Study text
##########
One important point to be considered is the updates of data, including reference databases and parameter files for gene prediction in the system. We plan to update the transcript and protein databases at least twice a year, and regenerate gene prediction parameters when new reference annotation data are released. Most of the methods used to generate parameter files for gene prediction are automated in the system, and thus the overall procedure for one species can be completed within a week. Furthermore, it is possible to adapt MEGANTE to any other species by collecting transcript sequences or optimizing gene prediction parameters with reference annotation data for the species of interest.

Materials and Methods

Compiling reference gene sets for gene prediction

To optimize gene prediction parameters for each species, annotated genes are required as reference gene sets. We use the term [training] to refer to the optimization. We collected A. thaliana gene sets from the Brassicaceae family, G. max from Fabaceae, M. acuminate from Musaceae, O. sativa from Poaceae, P. trichocarpa from Salicaceae, S. lycopersicum from Solanaceae, M.×domestica from Rosaceae, and V. vinifera from Vitaceae. The system uses the same parameter sets for gene prediction of all species in the same family, while transcript sequences used for alignment are distinct from each other. The A. thaliana gene set was retrieved from representative genes in TAIR10 (Lamesch et al); G. max and P. trichocarpa from Phytozome v9.0 (Goodstein et al. 2012); M. acuminate from The Banana Genome Hub version 1 (Droc et al. 2013); O. sativa from representative genes in RAP-DB IRGSP 1.0 (Sakai et al); S. lycopersicum from ITAG2.3 in SGN (Bombarely et al. 2011); M.×domestica from v1.0p assembly and annotation in GDR (Jung et al. 2008); and V. vinifera from the 12X version of genome assembly and annotation in Grape Genome Browser (Jaillon et al. 2007). First, we excluded genes that did not begin with an initiation codon or did not end with a stop codon in each gene set. Then, we randomly selected 1,000 genes for training of ab initio gene prediction programs, 10,000 for training of JIGSAW and 1,000 for an evaluation of the overall performance of MEGANTE. The data sets for training and evaluation did not overlap with each other so that valid evaluation between independent sets was possible. All of the gene sequences extracted from genome assemblies contain CDSs and their 1 kb upstream and downstream sequences.
##########
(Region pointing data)
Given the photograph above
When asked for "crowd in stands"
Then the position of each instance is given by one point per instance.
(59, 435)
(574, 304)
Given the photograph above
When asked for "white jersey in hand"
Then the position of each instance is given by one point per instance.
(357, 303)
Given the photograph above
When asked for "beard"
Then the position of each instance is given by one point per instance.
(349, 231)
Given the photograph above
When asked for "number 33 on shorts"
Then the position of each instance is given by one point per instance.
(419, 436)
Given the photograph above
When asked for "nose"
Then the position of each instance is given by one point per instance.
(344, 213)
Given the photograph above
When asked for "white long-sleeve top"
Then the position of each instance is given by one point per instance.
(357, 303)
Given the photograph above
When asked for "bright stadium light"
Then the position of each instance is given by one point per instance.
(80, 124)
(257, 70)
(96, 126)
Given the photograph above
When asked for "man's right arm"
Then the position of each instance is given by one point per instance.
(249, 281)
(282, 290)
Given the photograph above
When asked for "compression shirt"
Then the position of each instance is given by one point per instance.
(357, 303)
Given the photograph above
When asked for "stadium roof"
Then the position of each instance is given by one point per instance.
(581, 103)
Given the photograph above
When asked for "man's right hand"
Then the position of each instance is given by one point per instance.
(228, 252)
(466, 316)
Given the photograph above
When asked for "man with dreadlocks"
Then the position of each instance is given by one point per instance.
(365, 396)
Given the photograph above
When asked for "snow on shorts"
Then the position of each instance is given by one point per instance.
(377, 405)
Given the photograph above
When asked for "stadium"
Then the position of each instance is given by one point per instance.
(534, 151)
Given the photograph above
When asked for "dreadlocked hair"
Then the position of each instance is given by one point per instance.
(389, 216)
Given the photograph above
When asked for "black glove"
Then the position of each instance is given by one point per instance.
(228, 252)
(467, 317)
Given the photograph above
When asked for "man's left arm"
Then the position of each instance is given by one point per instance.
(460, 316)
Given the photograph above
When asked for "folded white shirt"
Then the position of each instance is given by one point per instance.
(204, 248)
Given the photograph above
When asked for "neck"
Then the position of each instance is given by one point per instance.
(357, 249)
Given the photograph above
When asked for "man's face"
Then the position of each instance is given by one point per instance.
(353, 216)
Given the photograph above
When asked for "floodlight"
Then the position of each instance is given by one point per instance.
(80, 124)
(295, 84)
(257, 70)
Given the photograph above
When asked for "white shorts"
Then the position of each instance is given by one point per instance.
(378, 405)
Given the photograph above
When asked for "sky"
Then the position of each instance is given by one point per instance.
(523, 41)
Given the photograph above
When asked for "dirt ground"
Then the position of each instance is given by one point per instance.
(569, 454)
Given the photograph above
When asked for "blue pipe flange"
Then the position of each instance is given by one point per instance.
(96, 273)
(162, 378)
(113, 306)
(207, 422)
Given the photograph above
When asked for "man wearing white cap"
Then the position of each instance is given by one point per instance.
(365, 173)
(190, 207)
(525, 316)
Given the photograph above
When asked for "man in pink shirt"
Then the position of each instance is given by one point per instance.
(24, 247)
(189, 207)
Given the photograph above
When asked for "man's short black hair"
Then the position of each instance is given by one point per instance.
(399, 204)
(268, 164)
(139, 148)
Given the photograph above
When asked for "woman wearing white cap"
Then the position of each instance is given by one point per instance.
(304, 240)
##########
Assigned task
Switch "twice a year" to "once a year" and write out again the part of the gene prediction text that opens with the words containing "One important point" and closes with "species of interest.". The lines above play no part in this.

Task response
One important point to be considered is the updates of data, including reference databases and parameter files for gene prediction in the system. We plan to update the transcript and protein databases at least once a year, and regenerate gene prediction parameters when new reference annotation data are released. Most of the methods used to generate parameter files for gene prediction are automated in the system, and thus the overall procedure for one species can be completed within a week. Furthermore, it is possible to adapt MEGANTE to any other species by collecting transcript sequences or optimizing gene prediction parameters with reference annotation data for the species of interest.